(Point annotation dataset records)
* * * * * * *

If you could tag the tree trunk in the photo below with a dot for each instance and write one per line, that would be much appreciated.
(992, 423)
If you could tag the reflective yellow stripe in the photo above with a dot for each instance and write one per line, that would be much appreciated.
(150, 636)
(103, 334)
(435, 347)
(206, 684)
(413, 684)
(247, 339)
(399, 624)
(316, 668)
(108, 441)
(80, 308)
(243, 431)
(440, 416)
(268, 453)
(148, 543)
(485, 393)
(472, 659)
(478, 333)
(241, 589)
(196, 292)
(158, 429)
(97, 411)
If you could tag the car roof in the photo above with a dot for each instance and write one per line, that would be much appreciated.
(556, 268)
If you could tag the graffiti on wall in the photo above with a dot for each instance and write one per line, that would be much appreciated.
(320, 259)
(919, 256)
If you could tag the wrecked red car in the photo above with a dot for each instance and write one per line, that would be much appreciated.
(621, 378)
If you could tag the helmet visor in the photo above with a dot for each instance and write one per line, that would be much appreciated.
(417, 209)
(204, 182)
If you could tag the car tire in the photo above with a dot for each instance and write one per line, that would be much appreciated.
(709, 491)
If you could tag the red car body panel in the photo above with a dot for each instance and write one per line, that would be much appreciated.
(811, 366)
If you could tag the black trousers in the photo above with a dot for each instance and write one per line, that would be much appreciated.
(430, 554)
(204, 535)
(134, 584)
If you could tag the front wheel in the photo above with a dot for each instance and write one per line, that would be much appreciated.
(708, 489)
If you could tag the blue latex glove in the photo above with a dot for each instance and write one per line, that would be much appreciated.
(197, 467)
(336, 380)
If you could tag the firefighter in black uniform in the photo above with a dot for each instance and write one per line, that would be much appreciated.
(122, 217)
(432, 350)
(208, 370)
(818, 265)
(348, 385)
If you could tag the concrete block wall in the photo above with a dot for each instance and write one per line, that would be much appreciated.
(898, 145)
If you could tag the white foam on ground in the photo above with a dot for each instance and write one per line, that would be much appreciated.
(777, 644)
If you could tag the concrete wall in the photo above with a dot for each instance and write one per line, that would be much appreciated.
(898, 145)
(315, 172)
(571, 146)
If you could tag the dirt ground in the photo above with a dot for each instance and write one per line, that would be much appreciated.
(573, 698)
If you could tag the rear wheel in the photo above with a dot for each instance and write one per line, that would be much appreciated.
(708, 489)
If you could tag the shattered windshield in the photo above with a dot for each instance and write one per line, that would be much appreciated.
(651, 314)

* * * * * * *

§ **Exercise directions**: Reproduce only those lines of the entries above that run from the line with "If you could tag the concrete block" to the final line.

§ **Solution for this exercise**:
If you could tag the concrete block wall in the photo above with a dot for each instance and write one per line, that would be much appreciated.
(898, 145)
If you could tag the white foam on ground in the photo above with a dot for each instance and write one per line, that would be much appreciated.
(777, 644)
If you could tag the concrete wall in the photo above with a dot for each instance and write one per line, that would be much appreciated.
(898, 145)
(315, 172)
(571, 146)
If you could tag the dirt ground in the photo above with a dot for each instance and write one per line, that would be much appreciated.
(573, 698)
If you could tag the rear wheel in the photo above with a dot for each instance and write one per line, that would be much appreciated.
(708, 489)
If you could tag the shattered windshield in the photo above with a dot for each instance and write one per line, that would be much appreciated.
(651, 314)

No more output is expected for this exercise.